**Text to read**.
┄┄┄┄┄┄

Skip to main content

A utility for managing SLURM jobs and nodes with enhanced display features.

Project description

WrapSlurm

WrapSlurm is a powerful and user-friendly wrapper for SLURM job management, designed to simplify job submission, resource querying, log monitoring, and cancellation in SLURM environments. With a suite of commands like wrun, wlog, wqueue, winfo, and wk, WrapSlurm enhances productivity for researchers and engineers working in high-performance computing (HPC) clusters.


Features

  • Simplified Job Submission (wr):

    • Automatically detect optimal resources (nodes, partitions, CPUs, memory, GPUs) based on the cluster's configuration.
    • Friendly summaries before each run highlight auto-detected values and log locations.
    • Persist preferred defaults (e.g., partition, account, log directory) with --save-defaults.
    • Automatically use the partition's maximum runtime when no explicit --time is provided.
    • Support for interactive and non-interactive SLURM jobs, plus a convenient --dry-run preview mode.
    • Customizable SLURM settings like time, tasks per node, exclusions, job names, and output directories.
  • Log Monitoring (wl):

    • Watch real-time SLURM logs for specific job IDs or the latest job.
  • Job Cancellation (wk):

    • Quickly terminate jobs (optionally with a signal) using a friendly wrapper around scancel.
  • Queue Visualization (wq):

    • View and analyze job queues in a prettified table format with color-coded states.
  • Node Resource Querying (wi):

    • Display detailed SLURM node information, including memory, CPU, and GPU usage.
  • Help / Usage (ws):

    • Display a summary of all WrapSlurm commands and their usage.

Installation

WrapSlurm is available on PyPI and can be installed using pip:

pip install wrapslurm

Post-Installation Notes

If the scripts wrun, wlog, wqueue, winfo, and wk are installed in a directory not included in your system's PATH (e.g., ~/.local/bin), you may need to update your PATH environment variable:

  1. Add the following line to your shell configuration file (~/.bashrc or ~/.zshrc):

    export PATH="$PATH:$HOME/.local/bin"

┄┄┄┄┄┄

**Given information**.
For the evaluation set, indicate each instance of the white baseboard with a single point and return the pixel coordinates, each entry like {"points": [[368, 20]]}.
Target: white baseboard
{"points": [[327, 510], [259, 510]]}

┄┄┄┄┄┄

**Exercise instructions**.
1. The WrapSlurm page mentions updating the PATH environment variable after installation. In one to three sentences, explain when that step may be needed and how to carry it out.
2. Print the passage of the WrapSlurm page from "WrapSlurm is a powerful" to "directory) with --save-defaults.", word for word.
3. Proceed with the WrapSlurm page, picking up right after its final line.

**Solved problems**.
1. You may need to update PATH if the scripts wrun, wlog, wqueue, winfo, and wk are installed in a directory that is not included in your system's PATH, such as ~/.local/bin. To do so, add the line export PATH="$PATH:$HOME/.local/bin" to your shell configuration file (~/.bashrc or ~/.zshrc).

2.
WrapSlurm is a powerful and user-friendly wrapper for SLURM job management, designed to simplify job submission, resource querying, log monitoring, and cancellation in SLURM environments. With a suite of commands like wrun, wlog, wqueue, winfo, and wk, WrapSlurm enhances productivity for researchers and engineers working in high-performance computing (HPC) clusters.


Features

  • Simplified Job Submission (wr):

    • Automatically detect optimal resources (nodes, partitions, CPUs, memory, GPUs) based on the cluster's configuration.
    • Friendly summaries before each run highlight auto-detected values and log locations.
    • Persist preferred defaults (e.g., partition, account, log directory) with --save-defaults.

3.
  2. Reload your shell:

    source ~/.bashrc  # or source ~/.zshrc
    

Usage

1. Submit a Job (wrun)

Basic Usage:

Submit a script with auto-detected resources:

wr ./train_script.py --epochs 10

wr now shows a colorized summary of the resources that will be requested, including values auto-detected from sinfo and those loaded from saved defaults.

wr now shows a colorized summary of the resources that will be requested, including values auto-detected from sinfo and those loaded from saved defaults.

Specify Resources:

Submit a job with explicit resources:

wr --nodes 2 --partition gp4d --account ENT212162 --cpus-per-task 8 --memory 200G --gpus 4 ./train_script.py

You can also name the job, change where helper scripts are stored, or choose a custom log directory:

wr --job-name my-training --script-dir ./sbatch --report-dir ./logs python train.py

Interactive Mode:

Start an interactive session:

wr

Use wr --interactive --nodes 2 to override the automatic detection while still launching an interactive shell.

Save Your Defaults:

You can persist frequently used settings (e.g., partition, account, log directory) so future runs pick them up automatically:

wr --save-defaults --partition gp4d --account ENT212162 --report-dir ./slurm-report

Defaults are stored in ~/.config/wrapslurm/defaults.json. Running wr --save-defaults stores the provided flags and exits without submitting a job.

Full Help:

View all available options:

wr --help

Preview the Generated Script:

wr --dry-run python train.py

Dry runs print the exact sbatch script so you can review the environment setup before submitting.


2. Monitor Logs (wlog)

wlog streams SLURM output with tail -n 20 -f so you can follow job progress without the extra load from watch.

Logs are written to ./slurm-report/%j.out and ./slurm-report/%j.err by default.

Watch the Latest Log File:

wl

Watch Logs for a Specific Job ID:

wl --job-id 12345678

To inspect stderr instead, open ./slurm-report/12345678.err with your preferred tool.


3. Cancel a Job (wk)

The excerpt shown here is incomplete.